Would you restate the entries below exactly, keeping every line?
-- AVAILABLE DATA follows --
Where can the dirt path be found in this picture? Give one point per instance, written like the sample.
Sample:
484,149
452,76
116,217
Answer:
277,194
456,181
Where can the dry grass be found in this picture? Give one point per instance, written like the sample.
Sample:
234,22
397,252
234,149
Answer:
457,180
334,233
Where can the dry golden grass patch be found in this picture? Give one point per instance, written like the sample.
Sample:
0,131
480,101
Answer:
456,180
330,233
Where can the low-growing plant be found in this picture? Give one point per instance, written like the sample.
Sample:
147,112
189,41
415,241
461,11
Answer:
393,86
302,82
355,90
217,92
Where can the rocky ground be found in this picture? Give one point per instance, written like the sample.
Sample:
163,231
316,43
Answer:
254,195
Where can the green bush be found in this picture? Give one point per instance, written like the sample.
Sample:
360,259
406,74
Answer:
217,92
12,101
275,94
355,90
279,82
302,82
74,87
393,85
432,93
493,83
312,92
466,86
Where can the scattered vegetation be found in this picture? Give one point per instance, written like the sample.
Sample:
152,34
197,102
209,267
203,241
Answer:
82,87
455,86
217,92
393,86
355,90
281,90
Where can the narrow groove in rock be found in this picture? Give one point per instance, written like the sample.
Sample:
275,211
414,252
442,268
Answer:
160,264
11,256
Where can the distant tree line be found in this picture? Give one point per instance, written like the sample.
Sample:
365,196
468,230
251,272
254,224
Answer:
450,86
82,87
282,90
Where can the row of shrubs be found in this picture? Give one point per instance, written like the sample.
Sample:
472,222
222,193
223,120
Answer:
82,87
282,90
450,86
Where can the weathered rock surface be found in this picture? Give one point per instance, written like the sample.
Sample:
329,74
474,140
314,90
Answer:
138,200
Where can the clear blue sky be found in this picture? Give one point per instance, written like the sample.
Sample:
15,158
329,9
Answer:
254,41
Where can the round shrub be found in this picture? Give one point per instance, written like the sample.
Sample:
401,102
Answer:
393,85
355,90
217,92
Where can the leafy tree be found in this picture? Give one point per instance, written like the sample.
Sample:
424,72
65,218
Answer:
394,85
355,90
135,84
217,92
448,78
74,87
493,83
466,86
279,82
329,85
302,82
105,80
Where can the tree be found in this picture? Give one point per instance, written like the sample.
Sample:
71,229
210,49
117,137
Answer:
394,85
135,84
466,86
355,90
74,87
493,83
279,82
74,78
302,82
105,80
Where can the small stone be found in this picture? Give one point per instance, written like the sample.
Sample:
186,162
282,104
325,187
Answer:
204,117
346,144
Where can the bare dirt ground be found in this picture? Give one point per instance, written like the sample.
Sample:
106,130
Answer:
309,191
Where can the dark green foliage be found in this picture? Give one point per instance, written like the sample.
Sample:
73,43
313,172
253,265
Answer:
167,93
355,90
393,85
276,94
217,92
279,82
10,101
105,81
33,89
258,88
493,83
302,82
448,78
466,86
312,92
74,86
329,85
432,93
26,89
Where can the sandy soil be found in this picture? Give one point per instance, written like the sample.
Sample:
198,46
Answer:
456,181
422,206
-- AVAILABLE DATA concluded --
◆ **ANSWER BOX**
Where can the dirt path be found in this picture? Give one point per instance, written like the sample.
Sample:
484,149
452,76
116,217
Answer:
277,194
456,181
Where can the dry grass be found in this picture? Give one point per instance, written like the sample.
Sample:
234,22
397,252
234,149
Answer:
457,180
334,233
Where can the dry golden grass patch be found in this picture? Give one point per instance, written like the sample.
Sample:
0,131
480,101
Answer:
456,180
330,233
Where can the low-growing plant be found in this picture? Give one point per instance, written like the sample.
Sample:
147,112
189,41
415,241
461,11
Answer:
393,86
302,82
355,90
217,92
Where can the rocky ground be found in this picture? Give one point per instance, written like the sample.
Sample:
163,231
316,43
Answer:
254,195
Where can the green bush be found in this picture? Give one point per instance, written like the sample.
Sample:
360,259
406,74
Answer:
217,92
12,101
275,94
355,90
279,82
302,82
74,87
393,85
432,93
493,83
312,92
466,86
Where can the scattered vegetation be found in this picture? Give one point per instance, written like the sample.
Sample:
152,34
197,102
209,267
203,241
Answer:
82,87
455,86
217,92
393,86
355,90
281,90
Where can the narrow groove in rock be found in this picture? Give one point per instance, written like the sample.
Sample:
275,211
414,252
442,268
Answer:
160,264
11,256
Where can the distant tree line be found in this picture? Give one point per instance, written like the sample.
Sample:
365,196
468,230
251,272
254,224
Answer:
450,86
82,87
282,90
Where can the row of shrubs be found in this picture? Give one point per instance, written like the sample.
Sample:
472,222
222,193
223,120
Answer:
82,87
282,90
450,86
Where can the weathered rock surface be found in this picture? Give one point per instance, written like the sample.
Sample:
329,74
474,140
314,90
Answer:
138,200
Where can the clear blue sky be found in this picture? Give one point per instance, written like the sample.
Sample:
15,158
329,9
Answer:
254,41
Where can the round shrub be found in this picture? Give one point per instance, written like the sample.
Sample:
401,102
Answer:
393,85
355,90
217,92
Where can the leafy tree be found in this picture? Give one point per instance, written like the sample.
Sample:
424,72
65,218
Answer:
394,85
355,90
135,84
217,92
448,78
74,87
493,83
466,86
279,82
329,85
302,82
105,80
Where can the tree be found in this picture? Give one point per instance, written like the sample.
Sample:
71,229
210,49
117,137
Answer:
394,85
135,84
466,86
355,90
74,87
493,83
279,82
74,78
302,82
105,80
Where can the small stone be found in this picture? Give one point per instance, written like the sample.
Sample:
186,162
282,104
325,187
Answer:
204,117
346,144
Where can the bare dirt ground be found in this picture? Give one point per instance, written like the sample.
Sample:
106,130
Answer:
309,191
Where can the dark green foliage be found in this picture? Give one point per instance, written like the sample.
Sample:
73,43
313,172
253,265
Answer:
167,93
355,90
393,85
276,94
217,92
279,82
10,101
105,81
33,89
258,88
493,83
302,82
448,78
466,86
312,92
74,86
329,85
432,93
26,89
Where can the sandy soil be found in this picture? Give one point per instance, written like the sample.
Sample:
198,46
Answer:
456,181
422,206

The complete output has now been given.